=== Testo fornito ===

Consiglio di Stato Sez. VI n. 1502 del 4 marzo 2019
Beni ambientali.Competenza dell’ente parco nazionale a dichiarare l’acquisizione in proprio favore delle opere edilizie abusive realizzate nel perimetro dell’area naturale protetta

Non si possono considerare sussistenti i presupposti per ravvisare un “difetto assoluto di attribuzione”, quando un Ente Parco emani un provvedimento in tema di tutela del territorio: poiché la legislazione di settore ha previsto il diritto-dovere del medesimo Ente di prevenire e di reprimere gli abusi edilizi, e di sanzionarli conseguentemente. Deve sottolinearsi che, quando si tratta di un abuso nell'area protetta rappresentata da un parco nazionale, le sanzioni sono le stesse quanto al contenuto, ma si deve tener conto delle disposizioni speciali che prevedono le relative competenze (segnalazione e massima Avv. M. BALLETTA).


Pubblicato il 04/03/2019

N. 01502/2019REG.PROV.COLL.

N. 00090/2018 REG.RIC.

REPUBBLICA ITALIANA

IN NOME DEL POPOLO ITALIANO

Il Consiglio di Stato

in sede giurisdizionale (Sezione Sesta)

ha pronunciato la presente

SENTENZA

sul ricorso numero di registro generale 90 del 2018, proposto da
Ente Parco Nazionale del Vesuvio, in persona del legale rappresentante pro tempore, rappresentato e difeso dall'Avvocatura Generale dello Stato, domiciliata ex lege in Roma, via dei Portoghesi, n. 12;

contro

Di Marzo Giuseppe e Cozzolino Nina non costituiti in giudizio;

per la riforma

della sentenza del Tribunale Amministrativo Regionale per la Campania, Sede di Napoli, n. 3819/2017.



Visti il ricorso in appello e i relativi allegati;

Visti tutti gli atti della causa;

Relatore nell'udienza pubblica del giorno 28 febbraio 2019 il Cons. Giordano Lamberti e udito l’avvocato dello Stato Davide Di Giorgio;

Ritenuto e considerato in fatto e diritto quanto segue.



FATTO e DIRITTO



1 – Gli appellati sono proprietari di un fabbricato sito nel comune di Somma Vesuviana, in via San Giovanni, rispetto al quale è stato emesso il provvedimento n. 41 del 2012 dell’Ente Parco del Vesuvio, che ha ingiunto la demolizione delle opere ivi abusivamente realizzate (foglio 22, particelle 1073 e 1076).

2 – Quindi, l’Ente Parco Nazionale del Vesuvio, stante l’inottemperanza all’ingiunzione di demolizione, ha notificato in data 27 febbraio 2017 il provvedimento n. 318 del 26 settembre 2016 di acquisizione dell’area ed ha disposto che i responsabili gli corrispondano una indennità mensile di occupazione senza titolo.

3 – Tale provvedimento è stato impugnato avanti il T.A.R. per la Campania che, con la sentenza n. 3819 del 2017, ha dichiarato il difetto di giurisdizione sulla contestazione relativa all’indennità di occupazione ai sensi dell’art. 11 c.p.a. ed inammissibile il ricorso contro il provvedimento di acquisizione, ritenendo che l’Ente avesse agito in difetto assoluto di attribuzione, in quanto il potere di dichiarare l’acquisizione gratuita spetterebbe al comune nel cui territorio l’opera abusiva si trova.

=== Dati forniti ===

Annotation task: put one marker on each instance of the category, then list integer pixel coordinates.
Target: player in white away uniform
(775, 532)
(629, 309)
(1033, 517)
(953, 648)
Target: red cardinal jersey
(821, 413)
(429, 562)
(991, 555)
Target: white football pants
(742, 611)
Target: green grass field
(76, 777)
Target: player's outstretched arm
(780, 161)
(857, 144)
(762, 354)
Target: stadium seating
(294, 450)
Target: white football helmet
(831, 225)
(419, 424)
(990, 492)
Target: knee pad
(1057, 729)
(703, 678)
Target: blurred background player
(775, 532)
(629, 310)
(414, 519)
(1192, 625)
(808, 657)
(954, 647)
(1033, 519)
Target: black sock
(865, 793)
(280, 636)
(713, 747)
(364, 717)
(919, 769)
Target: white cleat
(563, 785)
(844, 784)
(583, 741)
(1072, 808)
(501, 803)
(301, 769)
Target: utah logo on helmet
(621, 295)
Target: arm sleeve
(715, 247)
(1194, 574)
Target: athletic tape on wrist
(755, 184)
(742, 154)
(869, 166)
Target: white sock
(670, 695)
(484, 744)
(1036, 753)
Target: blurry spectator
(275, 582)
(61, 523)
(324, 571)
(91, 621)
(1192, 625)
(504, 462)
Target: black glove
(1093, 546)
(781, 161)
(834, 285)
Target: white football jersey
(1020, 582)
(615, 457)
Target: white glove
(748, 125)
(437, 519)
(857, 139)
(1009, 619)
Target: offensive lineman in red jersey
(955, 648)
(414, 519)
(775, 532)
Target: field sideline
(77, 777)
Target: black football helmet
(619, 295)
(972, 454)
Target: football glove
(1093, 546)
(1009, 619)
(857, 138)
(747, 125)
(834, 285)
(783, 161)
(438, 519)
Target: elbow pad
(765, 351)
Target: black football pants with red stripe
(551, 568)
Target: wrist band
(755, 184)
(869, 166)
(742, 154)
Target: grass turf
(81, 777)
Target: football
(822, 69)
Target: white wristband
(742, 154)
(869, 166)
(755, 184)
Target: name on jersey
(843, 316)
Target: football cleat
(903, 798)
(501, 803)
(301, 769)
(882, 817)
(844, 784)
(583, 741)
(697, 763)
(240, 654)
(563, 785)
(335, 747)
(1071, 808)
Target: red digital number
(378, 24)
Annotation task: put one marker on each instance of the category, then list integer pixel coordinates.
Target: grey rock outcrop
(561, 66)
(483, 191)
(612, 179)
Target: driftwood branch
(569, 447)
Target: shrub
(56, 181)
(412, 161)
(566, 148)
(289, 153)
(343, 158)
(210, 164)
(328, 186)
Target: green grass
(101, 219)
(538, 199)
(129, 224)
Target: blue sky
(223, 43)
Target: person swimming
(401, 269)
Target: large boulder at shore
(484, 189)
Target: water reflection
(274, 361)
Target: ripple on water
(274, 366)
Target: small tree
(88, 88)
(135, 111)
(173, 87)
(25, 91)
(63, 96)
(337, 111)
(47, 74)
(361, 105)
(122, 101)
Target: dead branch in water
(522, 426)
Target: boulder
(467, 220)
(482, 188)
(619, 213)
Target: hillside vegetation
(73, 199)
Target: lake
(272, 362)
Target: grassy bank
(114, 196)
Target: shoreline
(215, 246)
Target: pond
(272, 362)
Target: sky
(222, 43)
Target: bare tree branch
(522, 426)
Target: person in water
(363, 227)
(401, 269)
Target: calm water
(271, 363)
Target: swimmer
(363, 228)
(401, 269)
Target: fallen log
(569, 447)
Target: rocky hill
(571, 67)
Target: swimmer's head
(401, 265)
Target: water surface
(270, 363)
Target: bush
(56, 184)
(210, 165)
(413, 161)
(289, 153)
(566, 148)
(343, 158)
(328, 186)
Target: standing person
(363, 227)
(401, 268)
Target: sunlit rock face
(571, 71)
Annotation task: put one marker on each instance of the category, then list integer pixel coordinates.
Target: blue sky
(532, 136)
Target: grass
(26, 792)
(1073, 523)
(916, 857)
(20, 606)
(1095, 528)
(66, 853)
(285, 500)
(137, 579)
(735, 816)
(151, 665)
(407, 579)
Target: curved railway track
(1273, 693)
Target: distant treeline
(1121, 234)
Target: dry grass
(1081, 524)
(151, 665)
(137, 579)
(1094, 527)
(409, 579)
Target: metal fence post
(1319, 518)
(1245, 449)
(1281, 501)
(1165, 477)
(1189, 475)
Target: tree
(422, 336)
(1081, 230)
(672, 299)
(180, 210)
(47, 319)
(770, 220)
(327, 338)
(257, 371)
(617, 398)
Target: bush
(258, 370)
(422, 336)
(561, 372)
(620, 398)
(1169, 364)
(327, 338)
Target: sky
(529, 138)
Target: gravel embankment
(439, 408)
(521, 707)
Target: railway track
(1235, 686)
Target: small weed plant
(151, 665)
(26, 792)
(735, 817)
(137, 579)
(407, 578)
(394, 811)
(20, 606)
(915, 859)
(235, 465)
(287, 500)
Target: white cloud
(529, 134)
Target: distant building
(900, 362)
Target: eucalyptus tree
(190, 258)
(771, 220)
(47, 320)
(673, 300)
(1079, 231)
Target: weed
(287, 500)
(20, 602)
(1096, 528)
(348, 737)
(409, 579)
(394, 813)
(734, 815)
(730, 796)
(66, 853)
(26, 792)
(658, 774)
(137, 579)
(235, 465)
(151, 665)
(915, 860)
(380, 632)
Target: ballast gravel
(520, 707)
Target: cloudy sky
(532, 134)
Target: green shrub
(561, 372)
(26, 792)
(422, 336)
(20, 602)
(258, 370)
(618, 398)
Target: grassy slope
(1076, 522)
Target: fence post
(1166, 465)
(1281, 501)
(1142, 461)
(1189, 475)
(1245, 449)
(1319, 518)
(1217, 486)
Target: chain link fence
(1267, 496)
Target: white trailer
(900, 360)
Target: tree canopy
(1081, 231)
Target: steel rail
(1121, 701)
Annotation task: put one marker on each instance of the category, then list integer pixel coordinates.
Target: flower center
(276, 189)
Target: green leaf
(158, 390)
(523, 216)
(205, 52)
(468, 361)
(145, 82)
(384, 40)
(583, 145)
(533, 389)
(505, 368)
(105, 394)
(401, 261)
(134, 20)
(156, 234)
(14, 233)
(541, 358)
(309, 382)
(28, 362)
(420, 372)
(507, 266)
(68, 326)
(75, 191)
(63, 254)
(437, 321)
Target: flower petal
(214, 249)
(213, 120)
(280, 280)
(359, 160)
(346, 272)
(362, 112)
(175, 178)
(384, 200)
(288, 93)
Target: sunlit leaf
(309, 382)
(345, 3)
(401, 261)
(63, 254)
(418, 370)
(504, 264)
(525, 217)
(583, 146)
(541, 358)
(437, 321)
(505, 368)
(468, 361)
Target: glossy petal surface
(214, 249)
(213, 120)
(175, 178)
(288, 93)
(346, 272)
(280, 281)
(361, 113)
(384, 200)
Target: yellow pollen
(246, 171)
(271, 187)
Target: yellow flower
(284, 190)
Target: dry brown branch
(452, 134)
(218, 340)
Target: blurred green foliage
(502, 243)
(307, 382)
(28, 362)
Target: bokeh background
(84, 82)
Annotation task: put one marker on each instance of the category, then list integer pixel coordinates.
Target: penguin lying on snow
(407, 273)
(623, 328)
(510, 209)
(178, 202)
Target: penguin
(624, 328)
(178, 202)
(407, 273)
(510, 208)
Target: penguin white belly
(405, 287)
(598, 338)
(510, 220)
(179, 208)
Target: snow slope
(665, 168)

===

- Compiti ed esercizi:
A - Secondo la sentenza del Consiglio di Stato, in quale comune si trova il fabbricato di proprietà degli appellati?
B - Riporta dalla sentenza del Consiglio di Stato il passo da "Ritenuto e considerato" a "occupazione senza titolo.".
C - Riprendi la sentenza del Consiglio di Stato e proseguila dopo l'ultima frase.

- Le risposte:
A - Nel comune di Somma Vesuviana, in via San Giovanni.

B -
Ritenuto e considerato in fatto e diritto quanto segue.



FATTO e DIRITTO



1 – Gli appellati sono proprietari di un fabbricato sito nel comune di Somma Vesuviana, in via San Giovanni, rispetto al quale è stato emesso il provvedimento n. 41 del 2012 dell’Ente Parco del Vesuvio, che ha ingiunto la demolizione delle opere ivi abusivamente realizzate (foglio 22, particelle 1073 e 1076).

2 – Quindi, l’Ente Parco Nazionale del Vesuvio, stante l’inottemperanza all’ingiunzione di demolizione, ha notificato in data 27 febbraio 2017 il provvedimento n. 318 del 26 settembre 2016 di acquisizione dell’area ed ha disposto che i responsabili gli corrispondano una indennità mensile di occupazione senza titolo.

C -
Più precisamente, ad avviso del giudice di primo grado, ai sensi dell'art. 31 del D.P.R. 6 giugno 2001, n. 380, dell'art. 29 della l. 6 dicembre 1991, n. 394, e dell'art. 1, comma 1104, della l. 27 dicembre 2006, n. 296, l'Ente gestore di un'area protetta avrebbe il potere di ingiungere la demolizione e la riduzione in pristino di opere abusive, ma in caso di inottemperanza a tali ordini non sarebbe titolare del potere di dichiarare l'acquisizione gratuita delle opere al proprio patrimonio, al fine di procedere alla immissione in possesso e alla trascrizione. Da ciò discenderebbe la nullità assoluta dall’atto impugnato per difetto del potere amministrativo ai sensi dell’art. 7 c.p.a.

4 – Con l’appello in esame, l’Ente Parco contesta quest’ultimo capo della sentenza, mentre non ha svolto alcun motivo di impugnazione avverso il capo della sentenza che ha dichiarato di difetto di giurisdizione ai sensi dell’art. 11 c.p.a. rispetto al motivo con cui si contestava la determinazione dell’indennità di occupazione, che pertanto è passato in giudicato.

4.1 – Rispetto agli argomenti valorizzati dal T.A.R al fine di giustificare la pronuncia di inammissibilità per carenza assoluta di attribuzione rispetto all’atto con cui è stata disposta l’acquisizione ha invece dedotto che:

a) l'acquisizione gratuita non costituirebbe esercizio di potere amministrativo, ma una sanzione legale, e che, quindi, dichiararne l'avveramento rientra nelle competenze dell'Ente che se ne avvantaggia;

b) comunque non si verserebbe in una fattispecie di carenza di potere o di difetto assoluto di attribuzione; e che, in subordine, l'art. 31 T.U., ove fosse interpretato nel senso voluto dal T.A.R., sarebbe incostituzionale per violazione degli artt. 3 e 97 Cost.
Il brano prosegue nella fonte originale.